## [WHAT IS BEING ASKED]
Which lines of the data include the string "water"? List them all.
(RECORD SET Opens)
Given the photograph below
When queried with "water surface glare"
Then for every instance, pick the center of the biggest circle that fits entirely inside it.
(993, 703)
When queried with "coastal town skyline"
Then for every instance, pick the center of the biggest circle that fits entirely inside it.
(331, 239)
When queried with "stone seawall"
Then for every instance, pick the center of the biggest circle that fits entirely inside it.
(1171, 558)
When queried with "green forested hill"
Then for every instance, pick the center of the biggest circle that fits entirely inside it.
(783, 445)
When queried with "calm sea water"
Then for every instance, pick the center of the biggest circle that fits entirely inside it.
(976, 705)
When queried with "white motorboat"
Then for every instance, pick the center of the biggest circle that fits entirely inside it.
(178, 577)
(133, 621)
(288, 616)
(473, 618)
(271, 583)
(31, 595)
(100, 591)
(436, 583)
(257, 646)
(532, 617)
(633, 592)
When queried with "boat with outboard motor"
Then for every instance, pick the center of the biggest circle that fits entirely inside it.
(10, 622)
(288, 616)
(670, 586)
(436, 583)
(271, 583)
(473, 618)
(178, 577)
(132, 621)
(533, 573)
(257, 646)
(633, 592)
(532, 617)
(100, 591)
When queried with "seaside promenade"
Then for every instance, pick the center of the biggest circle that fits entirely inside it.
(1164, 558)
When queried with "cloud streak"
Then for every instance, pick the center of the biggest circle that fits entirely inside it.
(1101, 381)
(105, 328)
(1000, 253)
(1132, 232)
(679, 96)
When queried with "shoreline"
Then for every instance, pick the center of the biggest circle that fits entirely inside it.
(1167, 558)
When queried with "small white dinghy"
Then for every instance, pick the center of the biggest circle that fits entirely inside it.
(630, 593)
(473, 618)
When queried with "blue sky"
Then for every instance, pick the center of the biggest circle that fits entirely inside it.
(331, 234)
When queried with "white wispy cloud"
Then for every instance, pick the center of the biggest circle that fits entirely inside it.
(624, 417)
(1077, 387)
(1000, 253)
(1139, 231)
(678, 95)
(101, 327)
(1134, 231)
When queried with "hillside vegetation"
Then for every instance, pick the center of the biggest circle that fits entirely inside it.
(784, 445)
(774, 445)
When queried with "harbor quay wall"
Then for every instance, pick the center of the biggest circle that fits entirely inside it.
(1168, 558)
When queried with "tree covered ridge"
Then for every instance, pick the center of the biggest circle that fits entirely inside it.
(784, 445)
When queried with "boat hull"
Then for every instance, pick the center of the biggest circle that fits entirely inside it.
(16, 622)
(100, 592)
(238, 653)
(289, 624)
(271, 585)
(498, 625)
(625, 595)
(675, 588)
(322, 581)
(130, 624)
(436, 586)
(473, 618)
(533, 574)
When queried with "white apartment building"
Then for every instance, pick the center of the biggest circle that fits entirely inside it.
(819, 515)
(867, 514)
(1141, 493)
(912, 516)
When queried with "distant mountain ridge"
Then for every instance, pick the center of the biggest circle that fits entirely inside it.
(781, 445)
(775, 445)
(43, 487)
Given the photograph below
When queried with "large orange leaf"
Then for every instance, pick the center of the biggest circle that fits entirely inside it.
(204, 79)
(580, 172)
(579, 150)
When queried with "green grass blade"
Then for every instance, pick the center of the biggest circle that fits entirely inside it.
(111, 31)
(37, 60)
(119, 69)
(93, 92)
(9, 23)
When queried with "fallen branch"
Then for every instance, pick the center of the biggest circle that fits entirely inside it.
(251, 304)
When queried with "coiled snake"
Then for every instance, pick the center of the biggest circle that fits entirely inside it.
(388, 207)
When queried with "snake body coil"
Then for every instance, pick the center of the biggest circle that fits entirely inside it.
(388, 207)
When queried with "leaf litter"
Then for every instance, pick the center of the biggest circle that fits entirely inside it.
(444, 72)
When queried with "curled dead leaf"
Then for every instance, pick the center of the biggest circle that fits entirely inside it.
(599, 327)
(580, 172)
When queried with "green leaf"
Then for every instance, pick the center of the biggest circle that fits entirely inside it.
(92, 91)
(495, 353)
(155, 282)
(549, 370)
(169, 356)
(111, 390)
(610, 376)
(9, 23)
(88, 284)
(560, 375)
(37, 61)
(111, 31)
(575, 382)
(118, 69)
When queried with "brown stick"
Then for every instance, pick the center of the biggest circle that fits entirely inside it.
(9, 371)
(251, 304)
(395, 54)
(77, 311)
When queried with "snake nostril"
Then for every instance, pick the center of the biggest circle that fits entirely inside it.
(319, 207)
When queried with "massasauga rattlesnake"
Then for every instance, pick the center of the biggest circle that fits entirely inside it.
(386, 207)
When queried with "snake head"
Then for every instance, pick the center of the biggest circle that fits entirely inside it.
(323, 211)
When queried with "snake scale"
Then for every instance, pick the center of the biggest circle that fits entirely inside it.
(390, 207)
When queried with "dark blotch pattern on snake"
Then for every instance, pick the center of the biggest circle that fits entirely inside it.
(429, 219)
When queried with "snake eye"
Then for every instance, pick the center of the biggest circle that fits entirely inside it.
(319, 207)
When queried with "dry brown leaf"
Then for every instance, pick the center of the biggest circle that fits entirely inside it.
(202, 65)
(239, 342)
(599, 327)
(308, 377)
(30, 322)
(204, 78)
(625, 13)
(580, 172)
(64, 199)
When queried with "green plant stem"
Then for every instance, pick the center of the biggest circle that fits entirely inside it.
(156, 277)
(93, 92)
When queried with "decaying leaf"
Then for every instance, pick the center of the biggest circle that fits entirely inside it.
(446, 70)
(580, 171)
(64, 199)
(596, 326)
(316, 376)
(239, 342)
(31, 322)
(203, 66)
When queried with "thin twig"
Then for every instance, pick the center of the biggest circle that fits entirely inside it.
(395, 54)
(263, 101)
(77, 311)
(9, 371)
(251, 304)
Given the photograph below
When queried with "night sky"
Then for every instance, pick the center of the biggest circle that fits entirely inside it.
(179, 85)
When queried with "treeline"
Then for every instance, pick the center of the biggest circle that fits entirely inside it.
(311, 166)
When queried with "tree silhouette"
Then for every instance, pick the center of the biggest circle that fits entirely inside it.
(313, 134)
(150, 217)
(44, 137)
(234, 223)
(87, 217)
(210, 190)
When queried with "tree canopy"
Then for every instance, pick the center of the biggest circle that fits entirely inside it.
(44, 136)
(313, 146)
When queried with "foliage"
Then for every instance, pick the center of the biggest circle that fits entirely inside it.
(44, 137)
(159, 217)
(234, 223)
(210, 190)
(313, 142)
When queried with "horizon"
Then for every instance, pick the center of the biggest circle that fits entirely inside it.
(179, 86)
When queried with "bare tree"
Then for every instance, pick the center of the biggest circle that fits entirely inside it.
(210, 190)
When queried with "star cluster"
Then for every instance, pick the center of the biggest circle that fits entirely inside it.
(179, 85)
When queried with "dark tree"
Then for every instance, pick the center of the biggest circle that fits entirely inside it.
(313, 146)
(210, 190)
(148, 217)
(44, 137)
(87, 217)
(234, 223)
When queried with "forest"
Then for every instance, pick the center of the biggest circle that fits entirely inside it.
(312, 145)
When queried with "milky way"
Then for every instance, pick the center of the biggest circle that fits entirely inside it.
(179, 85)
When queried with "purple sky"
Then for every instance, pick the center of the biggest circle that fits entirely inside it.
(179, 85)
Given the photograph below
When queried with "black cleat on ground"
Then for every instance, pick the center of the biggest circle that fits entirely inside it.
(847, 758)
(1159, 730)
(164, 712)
(RECORD SET Closes)
## [YOUR SOLUTION]
When queried with "water surface glare"
When queried with "calm sea water"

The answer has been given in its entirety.